_Information shown_:

□ □ □

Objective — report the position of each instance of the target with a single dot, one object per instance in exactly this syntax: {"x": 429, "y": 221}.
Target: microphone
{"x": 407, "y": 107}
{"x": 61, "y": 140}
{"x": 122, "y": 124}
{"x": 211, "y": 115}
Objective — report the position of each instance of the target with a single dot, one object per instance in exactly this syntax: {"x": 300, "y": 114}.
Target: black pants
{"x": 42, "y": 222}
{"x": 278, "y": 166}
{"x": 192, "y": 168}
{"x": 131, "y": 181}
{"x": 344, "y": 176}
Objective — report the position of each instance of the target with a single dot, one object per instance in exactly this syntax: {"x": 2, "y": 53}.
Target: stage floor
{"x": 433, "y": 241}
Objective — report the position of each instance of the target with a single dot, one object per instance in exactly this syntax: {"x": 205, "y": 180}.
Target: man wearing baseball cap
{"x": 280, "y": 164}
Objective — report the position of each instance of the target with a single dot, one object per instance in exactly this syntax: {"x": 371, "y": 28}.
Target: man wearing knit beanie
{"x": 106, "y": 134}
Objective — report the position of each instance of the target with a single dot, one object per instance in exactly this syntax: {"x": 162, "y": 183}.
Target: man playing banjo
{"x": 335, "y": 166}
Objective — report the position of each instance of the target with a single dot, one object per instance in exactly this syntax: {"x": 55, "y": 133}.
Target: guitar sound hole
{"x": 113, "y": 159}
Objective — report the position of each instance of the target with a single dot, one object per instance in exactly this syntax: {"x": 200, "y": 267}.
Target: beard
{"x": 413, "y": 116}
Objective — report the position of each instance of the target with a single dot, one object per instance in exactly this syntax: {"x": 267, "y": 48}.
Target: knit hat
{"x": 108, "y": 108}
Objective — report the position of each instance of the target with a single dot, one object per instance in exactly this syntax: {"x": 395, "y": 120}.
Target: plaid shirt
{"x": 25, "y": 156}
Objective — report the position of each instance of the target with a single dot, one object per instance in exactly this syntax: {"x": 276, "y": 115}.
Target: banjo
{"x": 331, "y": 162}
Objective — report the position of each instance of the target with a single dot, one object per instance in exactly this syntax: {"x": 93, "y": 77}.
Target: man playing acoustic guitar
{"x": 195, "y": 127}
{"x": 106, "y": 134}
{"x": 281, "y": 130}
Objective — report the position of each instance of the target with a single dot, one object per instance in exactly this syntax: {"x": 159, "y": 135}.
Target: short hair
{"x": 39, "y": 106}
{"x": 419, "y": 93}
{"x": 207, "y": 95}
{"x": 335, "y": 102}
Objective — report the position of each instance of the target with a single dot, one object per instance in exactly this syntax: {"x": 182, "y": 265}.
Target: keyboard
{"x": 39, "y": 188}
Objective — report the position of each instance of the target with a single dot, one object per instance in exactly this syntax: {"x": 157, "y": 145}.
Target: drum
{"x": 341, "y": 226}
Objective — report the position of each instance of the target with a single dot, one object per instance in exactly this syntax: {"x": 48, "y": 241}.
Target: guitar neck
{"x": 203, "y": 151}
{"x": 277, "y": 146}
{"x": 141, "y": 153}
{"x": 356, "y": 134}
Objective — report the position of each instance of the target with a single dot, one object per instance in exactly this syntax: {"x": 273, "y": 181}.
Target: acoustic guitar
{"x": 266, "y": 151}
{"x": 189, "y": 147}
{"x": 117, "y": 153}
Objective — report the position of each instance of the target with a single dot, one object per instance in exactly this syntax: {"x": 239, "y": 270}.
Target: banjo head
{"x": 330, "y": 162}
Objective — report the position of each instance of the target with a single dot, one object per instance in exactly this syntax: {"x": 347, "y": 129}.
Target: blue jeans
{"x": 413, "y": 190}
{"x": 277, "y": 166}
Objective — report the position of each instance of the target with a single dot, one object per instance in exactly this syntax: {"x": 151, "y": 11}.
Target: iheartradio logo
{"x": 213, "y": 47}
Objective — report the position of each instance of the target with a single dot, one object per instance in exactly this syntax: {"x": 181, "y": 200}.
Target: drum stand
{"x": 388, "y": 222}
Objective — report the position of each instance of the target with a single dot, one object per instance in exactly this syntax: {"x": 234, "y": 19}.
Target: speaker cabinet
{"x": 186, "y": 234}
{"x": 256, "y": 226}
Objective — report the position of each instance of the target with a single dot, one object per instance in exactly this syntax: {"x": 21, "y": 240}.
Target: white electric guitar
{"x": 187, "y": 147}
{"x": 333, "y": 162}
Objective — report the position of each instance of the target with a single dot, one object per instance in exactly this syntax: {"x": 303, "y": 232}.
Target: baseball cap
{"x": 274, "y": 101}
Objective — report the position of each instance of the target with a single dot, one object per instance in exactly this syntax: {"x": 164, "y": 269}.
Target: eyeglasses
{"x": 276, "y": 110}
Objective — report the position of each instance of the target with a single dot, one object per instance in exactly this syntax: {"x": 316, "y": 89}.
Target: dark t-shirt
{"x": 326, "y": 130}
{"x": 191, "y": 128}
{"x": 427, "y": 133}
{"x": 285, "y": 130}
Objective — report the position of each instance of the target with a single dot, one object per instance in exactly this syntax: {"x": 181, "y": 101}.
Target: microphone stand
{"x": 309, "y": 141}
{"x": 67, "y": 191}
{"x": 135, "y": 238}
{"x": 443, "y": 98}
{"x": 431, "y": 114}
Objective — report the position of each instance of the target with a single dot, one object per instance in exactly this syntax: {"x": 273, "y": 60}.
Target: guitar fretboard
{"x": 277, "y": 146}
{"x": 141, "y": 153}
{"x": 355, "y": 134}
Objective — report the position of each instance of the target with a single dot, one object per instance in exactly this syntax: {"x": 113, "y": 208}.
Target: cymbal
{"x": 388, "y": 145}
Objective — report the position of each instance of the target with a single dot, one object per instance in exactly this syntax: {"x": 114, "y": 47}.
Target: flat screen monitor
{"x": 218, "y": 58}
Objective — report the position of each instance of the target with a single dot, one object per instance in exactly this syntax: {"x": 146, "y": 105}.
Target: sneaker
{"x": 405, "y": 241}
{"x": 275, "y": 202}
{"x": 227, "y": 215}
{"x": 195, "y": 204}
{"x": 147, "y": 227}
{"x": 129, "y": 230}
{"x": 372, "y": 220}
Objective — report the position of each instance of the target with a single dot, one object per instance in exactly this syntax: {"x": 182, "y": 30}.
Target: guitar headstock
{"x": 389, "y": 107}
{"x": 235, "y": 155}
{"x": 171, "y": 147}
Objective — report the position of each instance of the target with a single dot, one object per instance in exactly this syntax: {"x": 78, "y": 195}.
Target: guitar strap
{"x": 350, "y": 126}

□ □ □

_Goal of the exercise_: Give back all of the records exactly as they were provided above.

_Exercise output_:
Objective — report the position of each instance of the target with a single dot, one object per instance in exactly this syntax: {"x": 429, "y": 221}.
Target: microphone
{"x": 407, "y": 107}
{"x": 61, "y": 140}
{"x": 122, "y": 124}
{"x": 211, "y": 115}
Objective — report the position of each instance of the target with a single dot, one object per instance in exactly this syntax: {"x": 300, "y": 114}.
Target: black pants
{"x": 42, "y": 222}
{"x": 278, "y": 166}
{"x": 192, "y": 168}
{"x": 131, "y": 181}
{"x": 344, "y": 176}
Objective — report the position of each instance of the target with a single dot, one object per instance in exactly this syntax: {"x": 2, "y": 53}.
Target: stage floor
{"x": 433, "y": 241}
Objective — report the position of each instance of the target with a single dot, one object per instance in exactly this syntax: {"x": 205, "y": 180}.
Target: man wearing baseball cap
{"x": 280, "y": 164}
Objective — report the position of each instance of the target with a single dot, one object per instance in exactly this syntax: {"x": 371, "y": 28}.
Target: man wearing knit beanie
{"x": 106, "y": 134}
Objective — report the position of each instance of the target with a single dot, one object per instance in exactly this syntax: {"x": 162, "y": 183}.
Target: man playing banjo
{"x": 335, "y": 166}
Objective — report the position of each instance of the target with a single dot, one object per instance in exactly this syntax: {"x": 55, "y": 133}.
Target: guitar sound hole
{"x": 113, "y": 159}
Objective — report the position of each instance of the target with a single dot, one object per instance in exactly this syntax: {"x": 200, "y": 267}.
Target: beard
{"x": 413, "y": 116}
Objective — report the position of each instance of the target with a single dot, one object per instance in exactly this syntax: {"x": 267, "y": 48}.
Target: knit hat
{"x": 108, "y": 108}
Objective — report the position of each instance of the target with a single dot, one object per instance in exactly this syntax: {"x": 395, "y": 120}.
Target: plaid shirt
{"x": 25, "y": 156}
Objective — report the position of each instance of the target with a single dot, one object per instance in exactly this syntax: {"x": 276, "y": 115}.
Target: banjo
{"x": 331, "y": 162}
Objective — report the position of each instance of the target with a single dot, one object per instance in exactly this syntax: {"x": 93, "y": 77}.
Target: man playing acoustic guitar
{"x": 195, "y": 127}
{"x": 106, "y": 134}
{"x": 281, "y": 130}
Objective — report the position of each instance of the target with a single dot, one object per instance in exactly this syntax: {"x": 159, "y": 135}.
Target: short hair
{"x": 39, "y": 106}
{"x": 419, "y": 93}
{"x": 207, "y": 95}
{"x": 335, "y": 102}
Objective — report the position of each instance of the target with a single dot, one object per instance in exactly this syntax: {"x": 182, "y": 265}.
Target: keyboard
{"x": 39, "y": 188}
Objective — report the position of each instance of the target with a single dot, one object per instance in exactly this syntax: {"x": 157, "y": 145}.
Target: drum
{"x": 341, "y": 226}
Objective — report the position of each instance of the target with a single dot, one object per instance in exactly this syntax: {"x": 48, "y": 241}.
Target: guitar neck
{"x": 203, "y": 151}
{"x": 277, "y": 146}
{"x": 141, "y": 153}
{"x": 356, "y": 134}
Objective — report the position of each instance of the target with a single dot, one object per instance in exactly this syntax: {"x": 273, "y": 181}.
Target: acoustic guitar
{"x": 266, "y": 151}
{"x": 189, "y": 147}
{"x": 117, "y": 153}
Objective — report the position of each instance of the target with a single dot, one object per instance in exactly this syntax: {"x": 239, "y": 270}.
Target: banjo head
{"x": 330, "y": 162}
Objective — report the position of each instance of the target with a single dot, one object per instance in exactly this syntax: {"x": 347, "y": 129}.
Target: blue jeans
{"x": 413, "y": 190}
{"x": 277, "y": 166}
Objective — report the position of each instance of the target with a single dot, one object per instance in exactly this syntax: {"x": 151, "y": 11}.
Target: iheartradio logo
{"x": 213, "y": 47}
Objective — report the position of each instance of the target with a single dot, one object per instance in exactly this syntax: {"x": 181, "y": 200}.
Target: drum stand
{"x": 388, "y": 222}
Objective — report the position of each instance of the target with a single dot, one object per instance in exactly this syntax: {"x": 234, "y": 19}.
Target: speaker cabinet
{"x": 186, "y": 234}
{"x": 256, "y": 226}
Objective — report the position of each instance of the target with a single dot, one object per instance in exactly this syntax: {"x": 21, "y": 240}.
Target: white electric guitar
{"x": 187, "y": 147}
{"x": 333, "y": 162}
Objective — report the position of each instance of the target with a single dot, one object per instance in exactly this syntax: {"x": 303, "y": 232}.
Target: baseball cap
{"x": 274, "y": 101}
Objective — report the position of each instance of the target with a single dot, one object per instance in exactly this syntax: {"x": 164, "y": 269}.
Target: eyeglasses
{"x": 276, "y": 110}
Objective — report the position of each instance of the target with a single dot, one object per instance in exactly this syntax: {"x": 316, "y": 89}.
Target: dark t-shirt
{"x": 326, "y": 130}
{"x": 191, "y": 128}
{"x": 427, "y": 133}
{"x": 285, "y": 130}
Objective — report the position of each instance of the target with a single dot, one object per instance in exactly this syntax: {"x": 181, "y": 101}.
Target: microphone stand
{"x": 309, "y": 141}
{"x": 67, "y": 191}
{"x": 135, "y": 238}
{"x": 443, "y": 98}
{"x": 431, "y": 114}
Objective — report the position of each instance of the target with a single dot, one object per instance in exactly this syntax: {"x": 273, "y": 60}.
Target: guitar fretboard
{"x": 277, "y": 146}
{"x": 141, "y": 153}
{"x": 355, "y": 134}
Objective — report the position of each instance of the target with a single dot, one object per instance in exactly this syntax: {"x": 113, "y": 208}.
Target: cymbal
{"x": 388, "y": 145}
Objective — report the position of each instance of the target with a single dot, one object per instance in exactly this syntax: {"x": 114, "y": 47}.
Target: flat screen monitor
{"x": 218, "y": 58}
Objective — report the position of each instance of the target with a single dot, one object per instance in exactly this syntax: {"x": 146, "y": 105}.
Target: sneaker
{"x": 405, "y": 241}
{"x": 275, "y": 202}
{"x": 227, "y": 215}
{"x": 195, "y": 204}
{"x": 147, "y": 227}
{"x": 129, "y": 230}
{"x": 372, "y": 220}
Objective — report the position of each instance of the target with a single dot, one object per instance in exactly this syntax: {"x": 182, "y": 30}.
Target: guitar headstock
{"x": 389, "y": 107}
{"x": 235, "y": 155}
{"x": 171, "y": 147}
Objective — report the position of each instance of the target with a single dot, one object per instance in exactly this syntax: {"x": 78, "y": 195}.
Target: guitar strap
{"x": 350, "y": 126}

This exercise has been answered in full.